List of tasks
(a) From the movie review, copy word for word the part that opens with the words containing "Many of us wouldn't" and closes with "a terminal illness.".
(b) According to the movie review, what book is the film based on?

Reflecting on loss in OUR FRIEND

Updated: Jul 5

Many of us wouldn't know that cancer was first diagnosed as early as 1775. Mistaken as a 20th century illness, due to the advances of scientific treatments, cancer of the scrotum used to be a common disease among chimney sweeps 200 years ago. It's an 'all too close to home' topic for millions of people around the world now, and film makers have expanded in the details on screen of a loved one suffering. 'OUR FRIEND' is a movie by female director Gabriela Cowperthwaite recently unveiled on Amazon Prime. Following a true story with interjected time periods, the movie reviews a families struggle, and a friend's immense support, coming to terms with the end result of a terminal illness.

Peaks 👍

This picture requires congratulations for it's disjointed narrative. Based on a book The Friend: Love is Not a Big Enough Word, there is something gripping about rewinding a human's story before they became ill. You're thrown into Nicole (Dakota Johnson) and Matthew's (Casey Affleck) lives on the eve of them addressing their two young daughters of their mothers soon to be death. It's a simple tale, one that throws you the end scene with confusion within the opening five minutes. Cowperthwaite then goes on to direct the protagonists paths carefully, giving you splashes of past memories, in a similar fashion to popular TV Drama This Is Us.

Provided information
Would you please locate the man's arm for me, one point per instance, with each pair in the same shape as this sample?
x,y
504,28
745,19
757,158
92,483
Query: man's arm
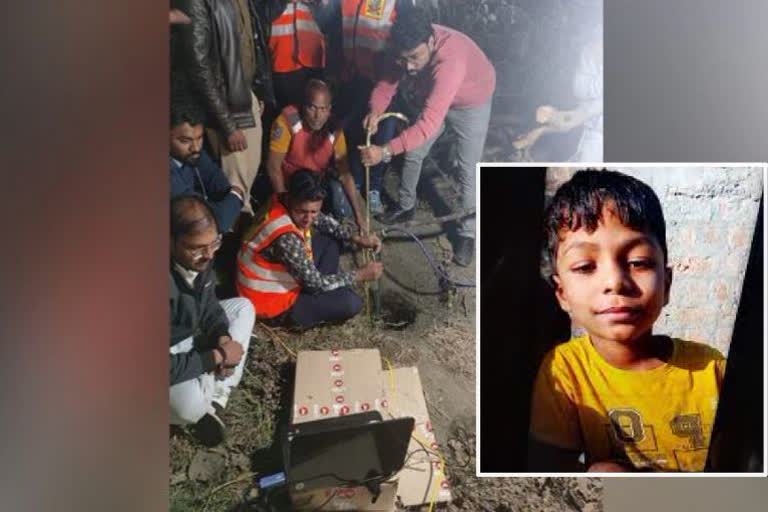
x,y
290,250
213,321
275,170
198,41
447,79
190,365
347,181
279,142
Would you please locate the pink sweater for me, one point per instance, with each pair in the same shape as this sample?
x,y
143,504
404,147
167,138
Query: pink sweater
x,y
459,75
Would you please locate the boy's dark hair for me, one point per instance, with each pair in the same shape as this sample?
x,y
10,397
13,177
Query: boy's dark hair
x,y
184,108
190,215
410,31
304,185
579,204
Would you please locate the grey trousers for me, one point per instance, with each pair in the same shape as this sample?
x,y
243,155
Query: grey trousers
x,y
470,126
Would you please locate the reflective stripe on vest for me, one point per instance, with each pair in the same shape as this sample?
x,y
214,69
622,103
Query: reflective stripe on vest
x,y
365,29
268,285
296,41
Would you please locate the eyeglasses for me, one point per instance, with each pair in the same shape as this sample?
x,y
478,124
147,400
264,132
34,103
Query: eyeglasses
x,y
200,252
321,109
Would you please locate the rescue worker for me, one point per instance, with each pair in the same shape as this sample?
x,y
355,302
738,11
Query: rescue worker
x,y
297,48
226,62
307,139
288,265
456,81
365,26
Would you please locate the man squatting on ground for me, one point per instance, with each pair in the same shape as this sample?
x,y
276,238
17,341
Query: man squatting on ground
x,y
191,168
227,60
288,265
308,139
619,395
457,82
208,338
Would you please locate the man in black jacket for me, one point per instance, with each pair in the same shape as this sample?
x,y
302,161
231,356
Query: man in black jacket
x,y
226,61
209,339
192,171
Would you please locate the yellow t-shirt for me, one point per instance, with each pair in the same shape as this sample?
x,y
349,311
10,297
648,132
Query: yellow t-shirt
x,y
280,139
657,419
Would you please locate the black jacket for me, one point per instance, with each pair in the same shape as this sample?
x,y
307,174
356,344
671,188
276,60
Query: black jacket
x,y
210,57
207,179
195,312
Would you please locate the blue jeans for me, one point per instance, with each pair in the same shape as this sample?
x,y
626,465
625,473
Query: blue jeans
x,y
471,126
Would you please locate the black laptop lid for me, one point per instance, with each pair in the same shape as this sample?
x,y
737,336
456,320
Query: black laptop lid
x,y
345,451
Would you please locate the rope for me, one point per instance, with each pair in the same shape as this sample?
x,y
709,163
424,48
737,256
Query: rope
x,y
437,269
367,254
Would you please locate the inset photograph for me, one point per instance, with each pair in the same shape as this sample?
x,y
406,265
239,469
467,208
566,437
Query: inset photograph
x,y
621,325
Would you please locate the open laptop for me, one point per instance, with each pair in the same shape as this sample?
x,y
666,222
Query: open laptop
x,y
352,450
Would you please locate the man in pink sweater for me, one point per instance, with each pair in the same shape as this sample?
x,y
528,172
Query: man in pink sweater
x,y
455,82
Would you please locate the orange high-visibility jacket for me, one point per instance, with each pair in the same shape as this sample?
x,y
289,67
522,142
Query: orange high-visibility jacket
x,y
296,41
365,30
304,152
268,285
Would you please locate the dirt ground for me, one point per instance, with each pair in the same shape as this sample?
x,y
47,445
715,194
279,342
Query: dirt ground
x,y
422,325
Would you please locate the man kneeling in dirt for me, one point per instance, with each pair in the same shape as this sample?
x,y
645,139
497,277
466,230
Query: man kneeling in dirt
x,y
209,339
288,265
306,138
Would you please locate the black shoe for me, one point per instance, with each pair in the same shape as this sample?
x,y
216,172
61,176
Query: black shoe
x,y
464,251
209,430
397,215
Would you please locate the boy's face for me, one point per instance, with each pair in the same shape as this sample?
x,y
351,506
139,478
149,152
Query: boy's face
x,y
612,282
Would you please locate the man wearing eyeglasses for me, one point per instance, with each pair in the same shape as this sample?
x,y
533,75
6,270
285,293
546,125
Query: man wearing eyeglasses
x,y
307,139
209,339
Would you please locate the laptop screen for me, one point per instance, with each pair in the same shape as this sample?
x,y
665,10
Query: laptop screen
x,y
347,454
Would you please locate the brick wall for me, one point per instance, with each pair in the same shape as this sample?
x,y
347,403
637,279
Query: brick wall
x,y
710,214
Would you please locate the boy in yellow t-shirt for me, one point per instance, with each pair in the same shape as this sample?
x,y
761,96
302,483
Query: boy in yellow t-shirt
x,y
617,398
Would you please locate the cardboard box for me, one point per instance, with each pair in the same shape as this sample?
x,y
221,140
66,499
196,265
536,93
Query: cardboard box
x,y
423,478
338,382
334,383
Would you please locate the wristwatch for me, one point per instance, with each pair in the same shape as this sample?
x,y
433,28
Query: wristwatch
x,y
386,154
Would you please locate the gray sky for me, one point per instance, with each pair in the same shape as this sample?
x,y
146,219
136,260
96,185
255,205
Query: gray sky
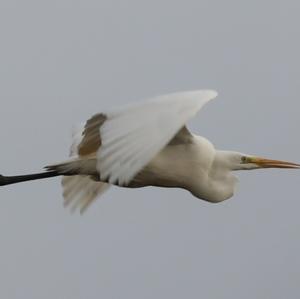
x,y
61,61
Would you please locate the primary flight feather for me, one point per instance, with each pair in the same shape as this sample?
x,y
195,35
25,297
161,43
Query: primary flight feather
x,y
148,144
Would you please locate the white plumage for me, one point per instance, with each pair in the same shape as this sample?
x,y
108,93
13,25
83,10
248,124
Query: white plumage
x,y
148,144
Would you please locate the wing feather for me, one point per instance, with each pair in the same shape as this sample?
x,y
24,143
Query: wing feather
x,y
131,136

Outputs in order
(a)
Many of us wouldn't know that cancer was first diagnosed as early as 1775. Mistaken as a 20th century illness, due to the advances of scientific treatments, cancer of the scrotum used to be a common disease among chimney sweeps 200 years ago. It's an 'all too close to home' topic for millions of people around the world now, and film makers have expanded in the details on screen of a loved one suffering. 'OUR FRIEND' is a movie by female director Gabriela Cowperthwaite recently unveiled on Amazon Prime. Following a true story with interjected time periods, the movie reviews a families struggle, and a friend's immense support, coming to terms with the end result of a terminal illness.

(b) The Friend: Love is Not a Big Enough Word